**TASK BRIEF**: Return all of the entries below unchanged, reproducing each line character for character.
— start of LISTING —
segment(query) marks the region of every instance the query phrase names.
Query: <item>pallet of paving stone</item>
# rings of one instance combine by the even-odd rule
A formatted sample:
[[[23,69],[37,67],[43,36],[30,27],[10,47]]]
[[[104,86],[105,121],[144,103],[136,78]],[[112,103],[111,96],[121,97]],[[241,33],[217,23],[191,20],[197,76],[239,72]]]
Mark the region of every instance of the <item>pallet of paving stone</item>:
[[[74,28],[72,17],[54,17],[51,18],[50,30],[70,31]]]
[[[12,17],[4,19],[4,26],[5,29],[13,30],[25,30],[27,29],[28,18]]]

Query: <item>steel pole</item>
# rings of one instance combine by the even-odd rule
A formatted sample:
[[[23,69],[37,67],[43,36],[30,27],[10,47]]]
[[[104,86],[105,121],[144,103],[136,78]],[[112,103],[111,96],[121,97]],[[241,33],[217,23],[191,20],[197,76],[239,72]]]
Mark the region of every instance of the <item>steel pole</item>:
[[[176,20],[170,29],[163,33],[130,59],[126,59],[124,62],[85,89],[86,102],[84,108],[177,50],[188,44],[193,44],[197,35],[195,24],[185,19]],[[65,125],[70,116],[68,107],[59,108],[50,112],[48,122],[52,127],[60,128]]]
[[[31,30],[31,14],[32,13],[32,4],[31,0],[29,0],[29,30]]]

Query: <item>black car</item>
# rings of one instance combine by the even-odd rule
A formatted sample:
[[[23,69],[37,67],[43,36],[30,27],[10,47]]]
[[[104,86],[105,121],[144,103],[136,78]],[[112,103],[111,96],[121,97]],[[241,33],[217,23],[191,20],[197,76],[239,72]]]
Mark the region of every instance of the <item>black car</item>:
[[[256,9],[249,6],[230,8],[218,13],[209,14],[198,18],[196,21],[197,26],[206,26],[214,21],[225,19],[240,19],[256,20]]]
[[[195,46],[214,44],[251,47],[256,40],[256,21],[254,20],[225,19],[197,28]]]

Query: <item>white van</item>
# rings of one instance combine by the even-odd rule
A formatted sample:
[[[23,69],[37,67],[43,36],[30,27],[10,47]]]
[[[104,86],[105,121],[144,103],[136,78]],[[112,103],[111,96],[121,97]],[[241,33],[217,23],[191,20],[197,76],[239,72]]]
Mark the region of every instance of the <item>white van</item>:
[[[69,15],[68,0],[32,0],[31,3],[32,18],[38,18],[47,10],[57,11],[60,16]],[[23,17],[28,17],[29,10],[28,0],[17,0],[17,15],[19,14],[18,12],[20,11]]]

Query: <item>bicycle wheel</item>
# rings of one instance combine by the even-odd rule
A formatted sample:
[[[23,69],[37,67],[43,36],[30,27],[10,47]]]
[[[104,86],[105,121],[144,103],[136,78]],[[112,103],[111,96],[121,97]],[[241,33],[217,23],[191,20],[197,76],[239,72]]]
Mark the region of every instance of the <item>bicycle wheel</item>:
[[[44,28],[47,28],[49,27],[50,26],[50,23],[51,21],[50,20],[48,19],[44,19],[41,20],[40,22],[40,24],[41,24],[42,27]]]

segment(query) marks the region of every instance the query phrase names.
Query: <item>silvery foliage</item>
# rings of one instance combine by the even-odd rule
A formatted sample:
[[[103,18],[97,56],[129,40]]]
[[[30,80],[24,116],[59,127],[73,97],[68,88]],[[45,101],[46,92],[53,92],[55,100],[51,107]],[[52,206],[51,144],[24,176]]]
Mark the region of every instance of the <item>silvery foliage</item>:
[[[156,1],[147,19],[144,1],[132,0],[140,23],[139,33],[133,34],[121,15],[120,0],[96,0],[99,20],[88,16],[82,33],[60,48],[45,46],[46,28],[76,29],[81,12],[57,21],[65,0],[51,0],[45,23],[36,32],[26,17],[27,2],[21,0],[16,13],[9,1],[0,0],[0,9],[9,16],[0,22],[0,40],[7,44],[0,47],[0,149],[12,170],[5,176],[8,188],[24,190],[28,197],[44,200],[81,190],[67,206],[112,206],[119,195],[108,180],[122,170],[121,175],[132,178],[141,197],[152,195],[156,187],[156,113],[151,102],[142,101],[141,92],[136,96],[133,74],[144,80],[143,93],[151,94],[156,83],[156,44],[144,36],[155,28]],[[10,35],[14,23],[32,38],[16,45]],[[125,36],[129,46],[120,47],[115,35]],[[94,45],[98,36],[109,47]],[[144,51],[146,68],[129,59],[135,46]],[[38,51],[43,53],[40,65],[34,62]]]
— end of LISTING —
**SOLUTION**:
segment(query) marks the region of every instance the query phrase names.
Query: <item>pallet of paving stone</item>
# rings of one instance combine by the even-odd rule
A formatted sample:
[[[23,69],[37,67],[43,36],[30,27],[10,47]]]
[[[104,86],[105,121],[144,103],[136,78]],[[112,103],[111,96],[121,97]],[[241,33],[217,23],[191,20],[197,76],[239,72]]]
Mark the region of every instance of the <item>pallet of paving stone</item>:
[[[74,28],[72,17],[54,17],[51,18],[50,30],[70,31]]]
[[[12,17],[4,19],[4,26],[5,29],[13,30],[25,30],[27,29],[28,18]]]

Query: <item>steel pole</item>
# rings of one instance combine by the even-odd rule
A formatted sample:
[[[23,69],[37,67],[43,36],[30,27],[10,47]]]
[[[104,86],[105,121],[144,103],[136,78]],[[112,103],[111,96],[121,97]],[[241,33],[217,23],[191,20],[197,76],[239,72]]]
Mark the region of every instance of the <item>steel pole</item>:
[[[176,20],[170,29],[163,33],[130,59],[126,59],[124,62],[85,89],[86,102],[84,108],[177,50],[188,44],[193,44],[197,35],[195,24],[185,19]],[[65,125],[70,116],[68,107],[59,108],[50,112],[48,122],[52,127],[60,128]]]
[[[31,30],[31,14],[32,13],[32,4],[31,0],[29,0],[29,30]]]

Query: <item>black car</item>
# rings of one instance combine by the even-odd rule
A formatted sample:
[[[23,69],[37,67],[43,36],[30,27],[10,47]]]
[[[104,86],[105,121],[144,103],[136,78]],[[112,103],[111,96],[121,97]],[[241,33],[217,23],[191,20],[197,76],[239,72]]]
Mark the region of every instance of the <item>black car</item>:
[[[256,9],[249,6],[230,8],[218,13],[209,14],[198,18],[196,21],[197,26],[206,26],[214,21],[225,19],[240,19],[256,20]]]
[[[195,46],[214,44],[251,47],[256,40],[256,21],[254,20],[225,19],[197,28]]]

Query: <item>white van</item>
# rings of one instance combine by the even-odd rule
A formatted sample:
[[[23,69],[37,67],[43,36],[30,27],[10,47]]]
[[[104,86],[105,121],[144,103],[136,78]],[[112,103],[111,96],[121,97]],[[241,33],[217,23],[191,20],[197,76],[239,72]]]
Mark the region of every instance of the <item>white van</item>:
[[[69,15],[68,0],[32,0],[31,3],[32,18],[38,18],[47,10],[57,11],[60,16]],[[23,17],[28,17],[29,10],[28,0],[17,0],[17,15],[19,14],[18,12],[20,11]]]

Query: <item>bicycle wheel</item>
# rings of one instance combine by the even-odd rule
A formatted sample:
[[[23,69],[37,67],[43,36],[30,27],[10,47]]]
[[[104,86],[105,121],[144,103],[136,78]],[[112,103],[111,96],[121,97]],[[241,33],[217,23],[191,20],[197,76],[239,72]]]
Mark the region of every instance of the <item>bicycle wheel</item>:
[[[44,28],[47,28],[49,27],[50,26],[50,23],[51,21],[50,20],[48,19],[44,19],[41,20],[40,22],[40,24],[41,24],[42,27]]]

segment(query) marks the region of every instance the query phrase names.
Query: <item>silvery foliage</item>
# rings of one instance combine by the even-odd rule
A formatted sample:
[[[103,18],[97,56],[129,40]]]
[[[30,80],[24,116],[59,127],[73,97],[68,88]],[[45,101],[46,92],[53,92],[55,100],[51,107]],[[52,206],[51,144],[24,176]]]
Mark the region of every instance of the <item>silvery foliage</item>:
[[[156,1],[147,19],[144,1],[132,0],[140,23],[139,33],[133,34],[121,15],[120,0],[96,0],[99,20],[88,16],[82,33],[60,48],[45,46],[46,28],[76,29],[81,12],[57,21],[65,0],[51,0],[45,23],[36,32],[26,17],[27,2],[21,0],[16,13],[9,1],[0,0],[0,9],[9,16],[0,22],[0,40],[7,44],[0,47],[0,149],[12,170],[5,176],[8,188],[24,190],[28,197],[44,200],[81,190],[67,206],[112,206],[119,195],[108,180],[122,170],[121,175],[132,178],[141,197],[152,195],[156,187],[156,113],[151,102],[142,101],[141,92],[136,96],[133,74],[144,80],[143,93],[151,94],[156,83],[156,44],[144,36],[155,28]],[[10,35],[14,23],[32,38],[16,45]],[[125,36],[129,46],[120,47],[115,35]],[[94,45],[98,36],[109,47]],[[144,51],[146,68],[129,59],[135,46]],[[38,51],[43,53],[40,65],[34,62]]]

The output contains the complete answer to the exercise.